**REQUIREMENT:**
Can you reproduce, character for character, the stretch of the data below from the line containing "task: provide the mask of every instance of the cyclist" through the line containing "244 198 L 245", with both of those lines included?

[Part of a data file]
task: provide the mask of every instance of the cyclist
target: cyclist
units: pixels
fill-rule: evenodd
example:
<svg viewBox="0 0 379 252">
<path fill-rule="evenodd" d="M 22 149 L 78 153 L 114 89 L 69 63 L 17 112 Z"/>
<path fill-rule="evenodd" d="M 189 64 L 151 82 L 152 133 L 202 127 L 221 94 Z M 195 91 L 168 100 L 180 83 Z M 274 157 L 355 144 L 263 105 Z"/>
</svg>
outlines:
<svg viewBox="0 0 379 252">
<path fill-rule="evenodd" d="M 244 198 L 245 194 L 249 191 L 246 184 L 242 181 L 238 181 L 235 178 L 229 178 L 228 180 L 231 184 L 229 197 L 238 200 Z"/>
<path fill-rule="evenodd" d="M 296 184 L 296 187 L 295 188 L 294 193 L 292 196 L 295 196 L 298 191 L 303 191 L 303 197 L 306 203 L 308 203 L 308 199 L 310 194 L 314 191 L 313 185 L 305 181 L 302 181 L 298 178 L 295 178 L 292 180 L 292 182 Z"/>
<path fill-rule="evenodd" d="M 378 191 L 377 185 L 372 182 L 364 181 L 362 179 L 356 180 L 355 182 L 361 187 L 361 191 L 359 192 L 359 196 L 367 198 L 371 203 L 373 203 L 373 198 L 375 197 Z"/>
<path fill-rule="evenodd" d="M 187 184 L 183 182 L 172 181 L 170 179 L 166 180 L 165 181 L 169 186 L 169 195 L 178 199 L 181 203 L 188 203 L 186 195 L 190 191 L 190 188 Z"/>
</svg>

==

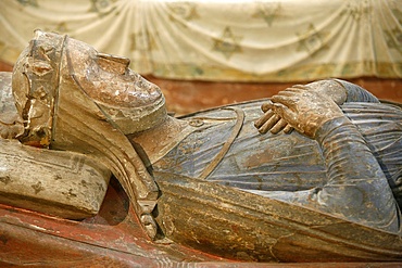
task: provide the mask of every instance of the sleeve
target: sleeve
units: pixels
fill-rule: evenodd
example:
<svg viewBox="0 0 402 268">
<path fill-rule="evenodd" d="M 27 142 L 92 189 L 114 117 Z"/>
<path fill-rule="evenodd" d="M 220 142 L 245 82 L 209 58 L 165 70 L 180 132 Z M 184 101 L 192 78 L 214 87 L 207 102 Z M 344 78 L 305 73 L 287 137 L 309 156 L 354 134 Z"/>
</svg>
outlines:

**WRITTEN RESPONSE:**
task: provide the mask of every instance of the cyclist
target: cyclist
units: pixels
fill-rule: evenodd
example:
<svg viewBox="0 0 379 252">
<path fill-rule="evenodd" d="M 22 149 L 78 153 L 114 89 L 69 63 L 17 112 Z"/>
<path fill-rule="evenodd" d="M 189 64 L 151 82 L 152 133 L 202 127 L 221 94 Z M 195 91 L 168 100 L 180 83 Z M 274 157 L 355 144 L 263 105 Z"/>
</svg>
outlines:
<svg viewBox="0 0 379 252">
<path fill-rule="evenodd" d="M 244 198 L 245 194 L 249 191 L 246 184 L 242 181 L 238 181 L 235 178 L 229 178 L 228 180 L 231 184 L 229 197 L 238 200 Z"/>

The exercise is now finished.